TASK INPUTS below:

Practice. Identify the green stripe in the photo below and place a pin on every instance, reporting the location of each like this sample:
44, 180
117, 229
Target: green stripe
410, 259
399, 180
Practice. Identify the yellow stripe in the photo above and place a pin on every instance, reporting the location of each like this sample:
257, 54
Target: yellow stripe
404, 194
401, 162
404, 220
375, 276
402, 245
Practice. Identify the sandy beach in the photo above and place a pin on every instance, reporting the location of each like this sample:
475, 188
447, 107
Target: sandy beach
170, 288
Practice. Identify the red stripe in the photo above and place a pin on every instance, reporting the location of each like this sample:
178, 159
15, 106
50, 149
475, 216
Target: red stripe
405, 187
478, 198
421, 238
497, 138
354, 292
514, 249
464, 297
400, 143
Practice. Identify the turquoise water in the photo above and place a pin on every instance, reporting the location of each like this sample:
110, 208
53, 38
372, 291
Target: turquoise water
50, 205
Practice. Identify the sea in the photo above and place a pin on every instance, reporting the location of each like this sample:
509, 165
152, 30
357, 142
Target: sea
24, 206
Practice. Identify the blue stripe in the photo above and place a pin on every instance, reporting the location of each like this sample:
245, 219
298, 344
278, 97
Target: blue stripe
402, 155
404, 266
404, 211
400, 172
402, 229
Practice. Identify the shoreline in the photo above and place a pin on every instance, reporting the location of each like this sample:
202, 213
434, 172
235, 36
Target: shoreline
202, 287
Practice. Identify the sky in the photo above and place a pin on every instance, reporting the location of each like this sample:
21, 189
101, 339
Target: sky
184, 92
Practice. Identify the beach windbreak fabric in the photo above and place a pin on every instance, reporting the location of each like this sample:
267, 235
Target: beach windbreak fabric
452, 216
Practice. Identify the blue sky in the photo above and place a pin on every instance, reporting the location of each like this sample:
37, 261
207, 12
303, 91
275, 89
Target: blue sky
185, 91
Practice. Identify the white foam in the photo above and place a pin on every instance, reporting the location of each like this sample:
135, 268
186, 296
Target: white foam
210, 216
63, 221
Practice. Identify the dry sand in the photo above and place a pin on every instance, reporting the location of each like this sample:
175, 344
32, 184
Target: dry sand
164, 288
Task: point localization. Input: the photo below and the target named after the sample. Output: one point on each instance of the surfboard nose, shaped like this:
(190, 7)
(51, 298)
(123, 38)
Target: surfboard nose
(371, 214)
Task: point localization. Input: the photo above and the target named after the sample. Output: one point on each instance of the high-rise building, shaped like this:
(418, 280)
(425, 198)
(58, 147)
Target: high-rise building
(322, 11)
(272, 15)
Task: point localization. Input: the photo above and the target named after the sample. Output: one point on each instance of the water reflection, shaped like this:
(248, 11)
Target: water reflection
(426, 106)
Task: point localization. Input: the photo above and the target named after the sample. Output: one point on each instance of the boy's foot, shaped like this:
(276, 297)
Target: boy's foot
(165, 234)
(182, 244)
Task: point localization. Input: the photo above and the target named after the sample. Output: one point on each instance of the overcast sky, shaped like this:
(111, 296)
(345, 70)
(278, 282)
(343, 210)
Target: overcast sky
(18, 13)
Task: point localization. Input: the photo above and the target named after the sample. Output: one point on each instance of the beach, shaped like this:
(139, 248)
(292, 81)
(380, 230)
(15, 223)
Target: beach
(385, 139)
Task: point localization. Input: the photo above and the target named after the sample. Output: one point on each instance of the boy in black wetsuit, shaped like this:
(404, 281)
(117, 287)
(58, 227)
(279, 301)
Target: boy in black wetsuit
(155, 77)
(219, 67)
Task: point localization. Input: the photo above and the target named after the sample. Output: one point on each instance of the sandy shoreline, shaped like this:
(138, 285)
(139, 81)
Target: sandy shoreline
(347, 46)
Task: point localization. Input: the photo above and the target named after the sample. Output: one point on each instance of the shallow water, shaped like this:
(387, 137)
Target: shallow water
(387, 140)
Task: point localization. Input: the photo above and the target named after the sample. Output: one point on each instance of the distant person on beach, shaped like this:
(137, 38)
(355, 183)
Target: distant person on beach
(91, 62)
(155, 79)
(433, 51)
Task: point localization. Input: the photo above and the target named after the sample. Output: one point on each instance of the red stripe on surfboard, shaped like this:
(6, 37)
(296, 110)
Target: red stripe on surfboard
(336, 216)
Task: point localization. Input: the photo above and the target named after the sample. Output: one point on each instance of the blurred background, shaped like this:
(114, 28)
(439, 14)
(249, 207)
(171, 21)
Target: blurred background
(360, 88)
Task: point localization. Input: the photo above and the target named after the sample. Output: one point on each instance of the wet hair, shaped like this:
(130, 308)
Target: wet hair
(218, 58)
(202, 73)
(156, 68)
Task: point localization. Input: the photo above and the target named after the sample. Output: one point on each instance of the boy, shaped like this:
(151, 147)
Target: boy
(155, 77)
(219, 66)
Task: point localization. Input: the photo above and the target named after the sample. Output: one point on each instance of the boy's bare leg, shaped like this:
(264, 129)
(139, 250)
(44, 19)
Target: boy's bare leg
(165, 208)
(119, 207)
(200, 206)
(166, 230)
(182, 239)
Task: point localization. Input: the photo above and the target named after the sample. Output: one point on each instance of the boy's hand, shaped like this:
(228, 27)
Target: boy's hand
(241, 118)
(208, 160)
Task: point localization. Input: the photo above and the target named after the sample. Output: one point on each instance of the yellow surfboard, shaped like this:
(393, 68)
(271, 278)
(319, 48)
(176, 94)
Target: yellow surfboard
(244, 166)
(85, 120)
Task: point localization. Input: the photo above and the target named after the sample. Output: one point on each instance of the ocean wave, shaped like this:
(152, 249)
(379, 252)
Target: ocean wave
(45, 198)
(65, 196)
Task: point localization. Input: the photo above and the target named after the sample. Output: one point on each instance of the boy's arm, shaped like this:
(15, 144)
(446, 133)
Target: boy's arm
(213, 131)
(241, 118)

End of TASK INPUTS.

EXERCISE BRIEF >>
Retype each record exactly, leaving nothing out.

ANSWER SECTION >>
Practice. Identify the green stripe in the photo below and place a pin on every instance, reporting the location of each like this sample:
44, 180
117, 229
Target: green stripe
410, 259
399, 180
Practice. Identify the yellow stripe in the photo above and place a pin on every instance, reporting the location of each like this sample:
257, 54
Target: yellow stripe
404, 194
401, 162
404, 220
375, 276
402, 245
Practice. Identify the sandy beach in the photo above and place a pin on every instance, reporting the location of each like this sample:
475, 188
447, 107
Target: sandy beach
170, 288
Practice. Identify the red stripe in the photo above and place a pin on every instance, reporting the location of each like this sample:
178, 159
15, 106
50, 149
475, 216
Target: red stripe
405, 187
478, 198
421, 238
497, 138
354, 292
514, 249
464, 297
400, 143
Practice. Identify the turquoise water in the photo above and place a pin on every instance, reporting the location of each like this sample:
110, 208
53, 38
372, 291
Target: turquoise water
50, 205
Practice. Identify the sea in the photo above and place a pin on every instance, reporting the location of each like this sample:
509, 165
152, 30
357, 142
Target: sea
24, 206
Practice. Identify the blue stripe in the photo above and place a pin on every instance, reporting the location of each like this sample:
245, 219
298, 344
278, 97
Target: blue stripe
402, 155
404, 266
404, 211
400, 172
402, 229
Practice. Identify the shoreline in the photo above and place a pin on every instance, reporting the location of each like this sample:
202, 213
434, 172
235, 36
Target: shoreline
202, 287
Practice. Identify the sky in the photo above and place a pin on every instance, reporting the location of each like this sample:
21, 189
101, 339
Target: sky
184, 92
Practice. Identify the beach windbreak fabric in the photo above and place a pin on every instance, reporting the location of each like this sample:
267, 235
Target: beach windbreak fabric
452, 216
Practice. Identify the blue sky in the photo above and place a pin on every instance, reporting the location of each like this sample:
37, 261
207, 12
303, 91
275, 89
Target: blue sky
185, 91
Practice. Identify the white foam in the photo above and place a pin on every instance, reporting the location of each like this sample:
135, 268
186, 296
Target: white foam
210, 216
63, 221
Practice. Identify the dry sand in the photo above and place a pin on every instance, reporting the location of each like this sample:
175, 344
32, 184
Target: dry sand
164, 288
Task: point localization. Input: the photo below and the target named after the sample. Output: one point on each instance of the surfboard nose, shaped like this:
(190, 7)
(51, 298)
(123, 38)
Target: surfboard nose
(371, 214)
Task: point localization. Input: the photo above and the target named after the sample. Output: one point on each instance of the high-rise building, shaped like this:
(418, 280)
(425, 198)
(58, 147)
Target: high-rise building
(322, 11)
(272, 15)
Task: point localization. Input: the photo above and the target named after the sample. Output: one point on each instance of the water reflection, shaped like this:
(248, 11)
Target: water reflection
(426, 106)
Task: point localization. Input: the photo above and the target named after the sample. Output: one point on each instance of the boy's foot, shaped like this:
(276, 297)
Target: boy's foot
(165, 234)
(182, 244)
Task: point localization. Input: the photo above and the target named after the sample. Output: one point on each instance of the overcast sky, shaped like this:
(111, 296)
(345, 70)
(278, 282)
(343, 210)
Target: overcast sky
(18, 13)
Task: point localization. Input: the photo above and the target named after the sample. Output: one point on each instance of the beach, shaped like this:
(139, 248)
(292, 81)
(380, 230)
(15, 223)
Target: beach
(385, 139)
Task: point localization. Input: the photo above and the target named after the sample. Output: one point on each instance of the boy in black wetsuit, shaped like this:
(404, 281)
(117, 287)
(58, 227)
(279, 301)
Target: boy in black wetsuit
(155, 77)
(219, 67)
Task: point localization. Input: the photo above and the target named after the sample. Output: one point on each instance of the sandy shoreline, shaped like this:
(138, 285)
(139, 81)
Target: sandy shoreline
(347, 46)
Task: point localization. Input: the photo above and the target named after the sample. Output: one point on each instance of the shallow water, shaped like this:
(387, 137)
Target: shallow water
(387, 140)
Task: point localization. Input: the photo above and the target named after the sample. Output: one point on each instance of the distant person on beach, shaped like this:
(137, 38)
(355, 183)
Target: distant person on beach
(91, 62)
(155, 79)
(433, 51)
Task: point localization. Input: the photo above and the target named after the sample. Output: one point on each instance of the red stripe on surfboard, shaped like this:
(6, 37)
(296, 110)
Target: red stripe on surfboard
(336, 216)
Task: point localization. Input: the photo above and the target named after the sample. Output: one point on each instance of the blurred background, shaped like this:
(114, 28)
(439, 14)
(249, 207)
(171, 21)
Target: blurred background
(360, 88)
Task: point localization. Input: the photo above and the target named after the sample. Output: one point on each instance of the wet hair, shaped like this:
(130, 308)
Target: wet hair
(218, 58)
(202, 73)
(156, 68)
Task: point localization. Input: the photo above and the target named after the sample. Output: one point on each instance of the boy, shaped like this:
(151, 147)
Target: boy
(155, 77)
(219, 66)
Task: point localization. Input: the photo above and the target named after the sample. Output: one point on each instance of the boy's bare leg, shaped like this:
(264, 129)
(139, 250)
(44, 19)
Target: boy's bare leg
(165, 208)
(119, 207)
(200, 206)
(166, 230)
(182, 239)
Task: point localization. Input: the photo above and the target named after the sample. Output: one point on each instance of the boy's hand, shaped like this:
(228, 27)
Target: boy's hand
(241, 118)
(208, 160)
Task: point localization. Input: the photo above and the target named after the sample. Output: one point on each instance of the yellow surfboard, shaped like this:
(393, 68)
(271, 278)
(319, 48)
(176, 94)
Target: yellow surfboard
(244, 166)
(85, 120)
Task: point localization. Input: the photo above and the target named after the sample. Output: one point on each instance of the ocean wave, shaped like this:
(152, 249)
(379, 252)
Target: ocean wave
(45, 198)
(65, 196)
Task: point localization. Input: the photo above and the target named after the sample. Output: one point on each instance of the boy's arm, shaped like this:
(15, 144)
(446, 133)
Target: boy's arm
(213, 131)
(241, 118)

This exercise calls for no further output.